------ TEXT PROVIDED

Response 7: Thank you for this helpful clarification. In the revised manuscript, the expression
“packaged products” has been clarified as “industrially processed and ultra-processed food
products (such as packaged snacks and ready-to-eat foods)” in order to avoid ambiguity and to
clearly distinguish these items from fresh foods that may also be packaged for storage or
transport.
Comments 8: "While twenty participants stated that they worked with a dietitian, those who
did not receive dietitian support reported that they attended childbirth preparation courses or
closely followed expert recommendations." - Do you know why they decided to use the support
of a dietitian?
Response 8: Thank you for this insightful question. Participants’ reasons for seeking support
from a dietitian are addressed within the analysis through recurring themes that emerged across
the interviews. These narratives indicate that decisions to work with a dietitian were closely
linked to heightened risk perceptions regarding fetal health, uncertainty generated by
conflicting nutritional advice, and normative expectations of acting as a responsible and “good”
mother.

------------

• [EXERCISE DIRECTIONS] Write out the portion of the reviewer response starting at "Response 7: Thank" and ending at "of a dietitian?". Work only from the reviewer response above.

------ EXTRACTED RECORDS

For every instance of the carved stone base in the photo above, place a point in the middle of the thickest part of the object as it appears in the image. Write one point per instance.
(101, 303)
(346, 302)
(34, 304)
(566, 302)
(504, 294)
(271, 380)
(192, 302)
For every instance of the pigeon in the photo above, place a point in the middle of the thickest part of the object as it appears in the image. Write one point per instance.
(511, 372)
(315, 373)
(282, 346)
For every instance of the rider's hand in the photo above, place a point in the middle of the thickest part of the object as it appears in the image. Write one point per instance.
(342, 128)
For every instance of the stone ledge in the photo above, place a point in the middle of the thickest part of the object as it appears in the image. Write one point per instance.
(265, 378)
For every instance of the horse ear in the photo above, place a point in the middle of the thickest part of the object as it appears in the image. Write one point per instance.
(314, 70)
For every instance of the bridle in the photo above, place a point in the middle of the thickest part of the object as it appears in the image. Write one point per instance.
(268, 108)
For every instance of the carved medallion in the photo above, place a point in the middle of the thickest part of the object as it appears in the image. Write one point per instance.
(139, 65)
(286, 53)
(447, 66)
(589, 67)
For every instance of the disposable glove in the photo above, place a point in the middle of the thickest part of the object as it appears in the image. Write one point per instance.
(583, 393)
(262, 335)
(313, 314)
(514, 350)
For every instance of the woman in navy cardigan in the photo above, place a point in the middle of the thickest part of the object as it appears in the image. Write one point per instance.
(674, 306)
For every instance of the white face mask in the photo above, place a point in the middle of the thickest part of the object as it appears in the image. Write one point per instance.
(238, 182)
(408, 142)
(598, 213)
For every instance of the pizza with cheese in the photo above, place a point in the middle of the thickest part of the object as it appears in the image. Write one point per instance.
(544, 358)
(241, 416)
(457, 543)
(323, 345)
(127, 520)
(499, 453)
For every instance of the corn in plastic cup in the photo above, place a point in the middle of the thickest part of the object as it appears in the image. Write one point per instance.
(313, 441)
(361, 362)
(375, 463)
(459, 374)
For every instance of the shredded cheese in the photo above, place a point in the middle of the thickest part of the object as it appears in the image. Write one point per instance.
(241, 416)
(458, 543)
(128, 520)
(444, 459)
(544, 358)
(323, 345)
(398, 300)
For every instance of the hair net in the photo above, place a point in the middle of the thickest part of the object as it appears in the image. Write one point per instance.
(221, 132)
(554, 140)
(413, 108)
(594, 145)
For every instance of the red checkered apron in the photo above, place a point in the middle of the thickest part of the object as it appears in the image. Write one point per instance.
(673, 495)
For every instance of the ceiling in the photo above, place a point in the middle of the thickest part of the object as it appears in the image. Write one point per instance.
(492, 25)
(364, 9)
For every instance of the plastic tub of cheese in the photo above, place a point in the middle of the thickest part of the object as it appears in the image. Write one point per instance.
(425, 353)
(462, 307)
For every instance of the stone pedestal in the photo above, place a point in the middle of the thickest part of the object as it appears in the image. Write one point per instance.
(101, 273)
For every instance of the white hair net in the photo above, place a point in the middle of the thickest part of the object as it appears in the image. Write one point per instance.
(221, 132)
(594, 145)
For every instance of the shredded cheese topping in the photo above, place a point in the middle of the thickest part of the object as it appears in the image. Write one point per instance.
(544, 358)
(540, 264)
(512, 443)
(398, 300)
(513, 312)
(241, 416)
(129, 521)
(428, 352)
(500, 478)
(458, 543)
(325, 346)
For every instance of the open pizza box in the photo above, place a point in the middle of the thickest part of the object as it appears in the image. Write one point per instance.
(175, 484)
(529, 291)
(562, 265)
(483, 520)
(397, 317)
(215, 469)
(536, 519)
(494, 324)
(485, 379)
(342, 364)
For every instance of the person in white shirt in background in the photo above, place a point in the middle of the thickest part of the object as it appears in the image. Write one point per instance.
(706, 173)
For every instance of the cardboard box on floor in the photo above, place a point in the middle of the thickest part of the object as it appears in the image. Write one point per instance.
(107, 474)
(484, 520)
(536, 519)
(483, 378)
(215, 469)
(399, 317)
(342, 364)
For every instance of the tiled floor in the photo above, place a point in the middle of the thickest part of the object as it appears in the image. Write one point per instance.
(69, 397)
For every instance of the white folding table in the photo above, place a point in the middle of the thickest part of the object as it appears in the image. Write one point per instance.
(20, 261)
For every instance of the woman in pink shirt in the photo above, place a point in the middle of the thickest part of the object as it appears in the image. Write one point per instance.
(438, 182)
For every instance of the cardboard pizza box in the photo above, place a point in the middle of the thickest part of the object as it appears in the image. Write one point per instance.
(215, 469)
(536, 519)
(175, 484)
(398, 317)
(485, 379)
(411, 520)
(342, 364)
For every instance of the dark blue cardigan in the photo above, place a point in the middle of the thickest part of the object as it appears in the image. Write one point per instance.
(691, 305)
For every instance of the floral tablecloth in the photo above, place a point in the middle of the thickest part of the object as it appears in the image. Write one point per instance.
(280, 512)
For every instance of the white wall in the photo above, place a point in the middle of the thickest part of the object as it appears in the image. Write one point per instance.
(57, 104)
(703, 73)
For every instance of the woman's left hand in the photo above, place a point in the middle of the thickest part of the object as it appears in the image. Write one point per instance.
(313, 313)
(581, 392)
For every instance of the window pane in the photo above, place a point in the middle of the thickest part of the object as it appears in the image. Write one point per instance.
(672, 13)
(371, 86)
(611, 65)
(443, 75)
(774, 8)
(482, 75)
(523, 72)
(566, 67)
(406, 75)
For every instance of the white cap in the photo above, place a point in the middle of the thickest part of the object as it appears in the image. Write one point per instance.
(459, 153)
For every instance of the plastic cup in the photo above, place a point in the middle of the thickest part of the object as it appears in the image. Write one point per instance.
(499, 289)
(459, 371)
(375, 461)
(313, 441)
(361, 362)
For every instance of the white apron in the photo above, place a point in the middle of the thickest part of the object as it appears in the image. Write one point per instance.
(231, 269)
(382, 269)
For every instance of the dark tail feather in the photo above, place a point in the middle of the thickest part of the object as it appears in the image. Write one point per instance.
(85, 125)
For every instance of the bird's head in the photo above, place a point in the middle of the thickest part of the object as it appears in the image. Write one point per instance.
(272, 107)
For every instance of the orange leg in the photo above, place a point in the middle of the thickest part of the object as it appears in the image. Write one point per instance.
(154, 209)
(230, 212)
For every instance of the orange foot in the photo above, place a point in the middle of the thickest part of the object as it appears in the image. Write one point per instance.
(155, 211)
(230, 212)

------------

• [EXERCISE OUTPUT]
Response 7: Thank you for this helpful clarification. In the revised manuscript, the expression
“packaged products” has been clarified as “industrially processed and ultra-processed food
products (such as packaged snacks and ready-to-eat foods)” in order to avoid ambiguity and to
clearly distinguish these items from fresh foods that may also be packaged for storage or
transport.
Comments 8: "While twenty participants stated that they worked with a dietitian, those who
did not receive dietitian support reported that they attended childbirth preparation courses or
closely followed expert recommendations." - Do you know why they decided to use the support
of a dietitian?